* [Dataset]
* begin *

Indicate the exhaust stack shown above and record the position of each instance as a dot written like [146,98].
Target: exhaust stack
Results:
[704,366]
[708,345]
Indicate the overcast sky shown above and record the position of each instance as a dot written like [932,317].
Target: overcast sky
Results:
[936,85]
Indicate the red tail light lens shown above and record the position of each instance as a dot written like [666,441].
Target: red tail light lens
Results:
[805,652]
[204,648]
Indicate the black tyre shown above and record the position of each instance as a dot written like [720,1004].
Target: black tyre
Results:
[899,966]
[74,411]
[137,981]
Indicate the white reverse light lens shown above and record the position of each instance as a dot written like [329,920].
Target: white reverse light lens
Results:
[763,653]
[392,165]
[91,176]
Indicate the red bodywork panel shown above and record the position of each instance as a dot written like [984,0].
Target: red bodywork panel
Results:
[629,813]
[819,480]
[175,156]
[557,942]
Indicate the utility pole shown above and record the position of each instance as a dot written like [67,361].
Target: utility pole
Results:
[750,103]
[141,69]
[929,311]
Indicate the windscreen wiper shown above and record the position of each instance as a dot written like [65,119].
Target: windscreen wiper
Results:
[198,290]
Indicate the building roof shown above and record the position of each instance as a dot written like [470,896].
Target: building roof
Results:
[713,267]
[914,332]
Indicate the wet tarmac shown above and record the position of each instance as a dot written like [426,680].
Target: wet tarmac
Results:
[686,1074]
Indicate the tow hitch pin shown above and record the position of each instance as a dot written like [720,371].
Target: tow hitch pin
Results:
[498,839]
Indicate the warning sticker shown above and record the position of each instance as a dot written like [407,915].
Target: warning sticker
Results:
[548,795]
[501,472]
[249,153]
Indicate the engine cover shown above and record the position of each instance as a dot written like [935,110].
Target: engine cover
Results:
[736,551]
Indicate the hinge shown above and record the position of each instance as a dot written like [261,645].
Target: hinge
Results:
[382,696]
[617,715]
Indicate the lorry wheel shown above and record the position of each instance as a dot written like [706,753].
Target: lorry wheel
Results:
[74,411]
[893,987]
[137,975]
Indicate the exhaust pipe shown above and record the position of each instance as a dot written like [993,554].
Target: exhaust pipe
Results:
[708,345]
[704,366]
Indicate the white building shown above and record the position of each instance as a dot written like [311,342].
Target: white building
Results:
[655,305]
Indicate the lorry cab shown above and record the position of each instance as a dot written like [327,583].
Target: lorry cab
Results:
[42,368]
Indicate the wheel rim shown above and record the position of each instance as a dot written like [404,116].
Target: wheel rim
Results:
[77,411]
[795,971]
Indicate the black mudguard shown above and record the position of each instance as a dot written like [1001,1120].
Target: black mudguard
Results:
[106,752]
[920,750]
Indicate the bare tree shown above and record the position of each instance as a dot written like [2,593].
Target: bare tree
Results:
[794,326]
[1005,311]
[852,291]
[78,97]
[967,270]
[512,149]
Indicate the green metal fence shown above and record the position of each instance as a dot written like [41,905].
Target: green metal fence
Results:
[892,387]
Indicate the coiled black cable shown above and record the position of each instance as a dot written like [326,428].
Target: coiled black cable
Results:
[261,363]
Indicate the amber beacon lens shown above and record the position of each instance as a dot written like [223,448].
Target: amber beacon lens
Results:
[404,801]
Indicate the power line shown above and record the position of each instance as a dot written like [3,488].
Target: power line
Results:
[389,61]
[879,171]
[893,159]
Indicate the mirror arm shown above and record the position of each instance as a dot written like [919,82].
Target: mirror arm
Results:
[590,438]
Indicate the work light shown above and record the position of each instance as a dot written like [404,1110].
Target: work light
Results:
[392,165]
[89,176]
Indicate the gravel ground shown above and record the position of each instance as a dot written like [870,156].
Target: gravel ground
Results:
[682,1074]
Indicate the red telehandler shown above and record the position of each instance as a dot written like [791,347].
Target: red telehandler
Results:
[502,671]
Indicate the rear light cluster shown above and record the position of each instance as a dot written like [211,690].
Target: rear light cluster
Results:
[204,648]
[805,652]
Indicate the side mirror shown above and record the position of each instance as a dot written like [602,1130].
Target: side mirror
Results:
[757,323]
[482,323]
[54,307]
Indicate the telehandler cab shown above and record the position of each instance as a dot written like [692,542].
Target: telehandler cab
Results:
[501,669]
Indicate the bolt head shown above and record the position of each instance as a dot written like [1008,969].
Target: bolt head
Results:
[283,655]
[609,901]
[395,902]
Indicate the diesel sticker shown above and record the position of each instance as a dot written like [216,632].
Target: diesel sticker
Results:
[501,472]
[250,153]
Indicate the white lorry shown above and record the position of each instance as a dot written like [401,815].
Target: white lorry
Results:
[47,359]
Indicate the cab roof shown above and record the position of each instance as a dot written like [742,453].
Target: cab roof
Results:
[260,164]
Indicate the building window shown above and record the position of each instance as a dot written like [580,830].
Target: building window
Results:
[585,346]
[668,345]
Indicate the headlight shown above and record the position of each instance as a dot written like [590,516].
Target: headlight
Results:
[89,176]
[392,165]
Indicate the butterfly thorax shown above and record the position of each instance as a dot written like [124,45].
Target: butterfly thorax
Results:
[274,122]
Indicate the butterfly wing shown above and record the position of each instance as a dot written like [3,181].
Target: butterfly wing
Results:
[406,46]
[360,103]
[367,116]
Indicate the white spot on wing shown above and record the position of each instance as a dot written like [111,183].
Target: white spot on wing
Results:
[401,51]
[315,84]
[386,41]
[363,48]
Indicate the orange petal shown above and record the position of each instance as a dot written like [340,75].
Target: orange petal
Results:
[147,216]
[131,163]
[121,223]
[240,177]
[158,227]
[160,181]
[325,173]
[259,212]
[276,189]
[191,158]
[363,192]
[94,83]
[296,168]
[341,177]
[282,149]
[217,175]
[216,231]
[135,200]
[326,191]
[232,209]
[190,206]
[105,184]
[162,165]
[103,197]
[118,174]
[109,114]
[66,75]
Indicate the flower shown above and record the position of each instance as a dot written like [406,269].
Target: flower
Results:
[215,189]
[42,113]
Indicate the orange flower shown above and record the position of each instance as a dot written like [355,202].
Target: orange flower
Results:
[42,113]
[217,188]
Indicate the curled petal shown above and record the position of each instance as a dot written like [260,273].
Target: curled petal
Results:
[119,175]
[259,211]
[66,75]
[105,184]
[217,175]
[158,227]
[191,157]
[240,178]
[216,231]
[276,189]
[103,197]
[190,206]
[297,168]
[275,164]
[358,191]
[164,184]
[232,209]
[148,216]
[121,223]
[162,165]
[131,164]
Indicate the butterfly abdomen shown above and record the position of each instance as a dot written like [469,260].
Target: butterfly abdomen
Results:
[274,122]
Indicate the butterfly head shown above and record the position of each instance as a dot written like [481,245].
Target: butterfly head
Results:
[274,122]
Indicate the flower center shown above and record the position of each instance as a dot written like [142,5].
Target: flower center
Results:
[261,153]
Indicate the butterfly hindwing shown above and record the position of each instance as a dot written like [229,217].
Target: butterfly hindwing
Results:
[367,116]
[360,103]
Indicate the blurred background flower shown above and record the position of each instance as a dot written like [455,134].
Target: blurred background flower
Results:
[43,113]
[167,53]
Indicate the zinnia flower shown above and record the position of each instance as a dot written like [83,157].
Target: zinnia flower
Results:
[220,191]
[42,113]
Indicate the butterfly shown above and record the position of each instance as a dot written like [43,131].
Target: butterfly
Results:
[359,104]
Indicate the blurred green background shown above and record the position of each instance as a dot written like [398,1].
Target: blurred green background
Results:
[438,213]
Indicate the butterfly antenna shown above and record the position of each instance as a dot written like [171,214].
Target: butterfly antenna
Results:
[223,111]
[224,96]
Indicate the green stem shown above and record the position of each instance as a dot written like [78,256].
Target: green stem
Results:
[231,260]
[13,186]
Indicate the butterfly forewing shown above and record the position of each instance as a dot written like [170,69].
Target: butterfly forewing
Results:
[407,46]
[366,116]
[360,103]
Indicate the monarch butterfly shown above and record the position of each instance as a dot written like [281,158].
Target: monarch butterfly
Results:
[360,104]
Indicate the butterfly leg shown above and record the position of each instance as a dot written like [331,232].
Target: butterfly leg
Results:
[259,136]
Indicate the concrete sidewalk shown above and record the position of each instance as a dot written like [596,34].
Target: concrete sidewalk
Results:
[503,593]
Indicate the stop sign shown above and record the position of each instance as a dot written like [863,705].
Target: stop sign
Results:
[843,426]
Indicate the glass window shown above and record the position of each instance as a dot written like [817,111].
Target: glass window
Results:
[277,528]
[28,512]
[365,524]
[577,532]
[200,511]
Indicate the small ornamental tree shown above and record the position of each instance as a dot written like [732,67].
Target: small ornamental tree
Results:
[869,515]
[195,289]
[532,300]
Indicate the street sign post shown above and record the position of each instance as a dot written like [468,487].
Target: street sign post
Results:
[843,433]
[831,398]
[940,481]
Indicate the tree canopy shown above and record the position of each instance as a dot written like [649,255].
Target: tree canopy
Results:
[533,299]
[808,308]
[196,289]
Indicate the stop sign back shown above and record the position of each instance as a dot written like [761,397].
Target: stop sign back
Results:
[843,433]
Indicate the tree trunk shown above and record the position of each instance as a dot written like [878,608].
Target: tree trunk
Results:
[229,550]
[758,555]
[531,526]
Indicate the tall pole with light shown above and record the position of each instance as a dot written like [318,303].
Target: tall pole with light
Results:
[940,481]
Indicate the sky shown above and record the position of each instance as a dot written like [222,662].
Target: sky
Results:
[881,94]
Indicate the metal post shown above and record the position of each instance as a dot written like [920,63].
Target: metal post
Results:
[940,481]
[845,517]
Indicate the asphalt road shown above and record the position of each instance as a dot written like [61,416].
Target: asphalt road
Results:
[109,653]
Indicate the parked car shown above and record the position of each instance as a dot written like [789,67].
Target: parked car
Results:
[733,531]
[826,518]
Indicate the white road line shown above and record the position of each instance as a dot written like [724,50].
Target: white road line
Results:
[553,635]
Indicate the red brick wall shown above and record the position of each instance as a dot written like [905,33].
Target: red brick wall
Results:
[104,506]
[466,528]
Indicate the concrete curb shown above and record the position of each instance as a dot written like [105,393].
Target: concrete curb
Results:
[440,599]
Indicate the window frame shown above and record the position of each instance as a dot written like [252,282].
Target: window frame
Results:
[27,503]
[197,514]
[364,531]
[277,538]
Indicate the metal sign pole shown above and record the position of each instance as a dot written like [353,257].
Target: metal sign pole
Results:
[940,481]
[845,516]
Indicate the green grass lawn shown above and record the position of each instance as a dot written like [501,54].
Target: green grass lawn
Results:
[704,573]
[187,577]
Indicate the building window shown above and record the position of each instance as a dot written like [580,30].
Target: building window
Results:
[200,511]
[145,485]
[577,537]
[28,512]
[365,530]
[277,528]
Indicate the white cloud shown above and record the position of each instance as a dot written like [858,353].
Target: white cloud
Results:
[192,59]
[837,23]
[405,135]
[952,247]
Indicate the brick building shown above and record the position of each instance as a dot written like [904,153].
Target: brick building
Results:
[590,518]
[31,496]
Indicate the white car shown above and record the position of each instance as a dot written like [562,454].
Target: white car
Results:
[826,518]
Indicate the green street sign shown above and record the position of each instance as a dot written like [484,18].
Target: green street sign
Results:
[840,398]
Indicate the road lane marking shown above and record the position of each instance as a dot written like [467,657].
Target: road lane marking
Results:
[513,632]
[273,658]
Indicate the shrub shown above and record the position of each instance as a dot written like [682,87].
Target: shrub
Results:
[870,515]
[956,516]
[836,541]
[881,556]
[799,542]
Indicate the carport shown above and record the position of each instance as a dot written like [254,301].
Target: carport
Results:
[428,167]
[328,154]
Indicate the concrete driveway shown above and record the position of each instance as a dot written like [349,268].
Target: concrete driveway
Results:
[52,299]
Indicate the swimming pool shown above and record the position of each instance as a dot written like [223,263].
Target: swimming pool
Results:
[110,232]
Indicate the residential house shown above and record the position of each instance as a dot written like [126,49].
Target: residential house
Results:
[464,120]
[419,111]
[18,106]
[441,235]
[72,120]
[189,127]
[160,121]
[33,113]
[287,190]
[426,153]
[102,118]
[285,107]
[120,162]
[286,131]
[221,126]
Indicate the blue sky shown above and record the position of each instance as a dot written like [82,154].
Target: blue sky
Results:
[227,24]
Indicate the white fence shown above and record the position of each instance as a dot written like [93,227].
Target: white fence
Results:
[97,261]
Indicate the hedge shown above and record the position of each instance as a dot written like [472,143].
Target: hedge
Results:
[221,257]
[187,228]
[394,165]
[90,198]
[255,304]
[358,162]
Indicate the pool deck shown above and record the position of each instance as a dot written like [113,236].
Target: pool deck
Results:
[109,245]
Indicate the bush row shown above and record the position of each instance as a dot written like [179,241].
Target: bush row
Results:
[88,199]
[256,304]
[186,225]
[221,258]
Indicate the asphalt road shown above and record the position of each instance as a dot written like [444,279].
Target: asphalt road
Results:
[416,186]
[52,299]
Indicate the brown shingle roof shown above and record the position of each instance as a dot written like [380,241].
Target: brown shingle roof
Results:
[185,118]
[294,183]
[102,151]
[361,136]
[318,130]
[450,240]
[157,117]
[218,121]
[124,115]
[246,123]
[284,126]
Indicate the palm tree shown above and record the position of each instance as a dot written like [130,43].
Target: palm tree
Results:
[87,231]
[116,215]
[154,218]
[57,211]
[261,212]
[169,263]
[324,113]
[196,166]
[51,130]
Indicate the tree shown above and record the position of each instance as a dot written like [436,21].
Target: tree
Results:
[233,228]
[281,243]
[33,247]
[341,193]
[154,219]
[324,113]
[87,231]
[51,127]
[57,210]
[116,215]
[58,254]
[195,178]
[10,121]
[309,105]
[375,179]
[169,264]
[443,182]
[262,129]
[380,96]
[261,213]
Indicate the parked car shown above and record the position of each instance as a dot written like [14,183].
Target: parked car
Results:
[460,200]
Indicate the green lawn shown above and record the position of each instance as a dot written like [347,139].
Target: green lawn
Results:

* end *

* [Job]
Everything from the line with "written like [444,279]." to the end of the listing above needs to be duplicated exactly, both end lines included, with nothing more.

* [Task answer]
Indicate the asphalt road shown above and record the position of each instance as a dot written like [444,279].
Target: asphalt road
Results:
[416,186]
[52,299]
Indicate the brown shingle roof shown above and record the position of each instance as a dot written like [380,241].
Target: brown shingle roof
Results:
[185,118]
[294,183]
[102,151]
[361,136]
[318,130]
[450,240]
[157,117]
[218,121]
[124,115]
[246,123]
[284,126]
Indicate the palm tree shown above and record the position of each instance as a dot written like [130,43].
Target: palm tree
Results:
[87,231]
[116,215]
[154,218]
[57,211]
[261,212]
[169,263]
[324,113]
[196,166]
[51,130]
Indicate the tree shown above and record the position of each instance as a dot written like [436,21].
Target: tree
Results:
[233,228]
[281,243]
[33,247]
[341,193]
[154,219]
[324,113]
[87,231]
[51,127]
[57,210]
[116,215]
[58,254]
[195,178]
[10,121]
[309,105]
[375,179]
[169,264]
[443,182]
[262,129]
[380,96]
[261,213]
Indicate the parked car shown above and record the position of each instance as a dot written like [14,183].
Target: parked car
Results:
[460,200]
Indicate the green lawn shown above and record the position of each instance as a dot written like [347,139].
Target: green lawn
Results:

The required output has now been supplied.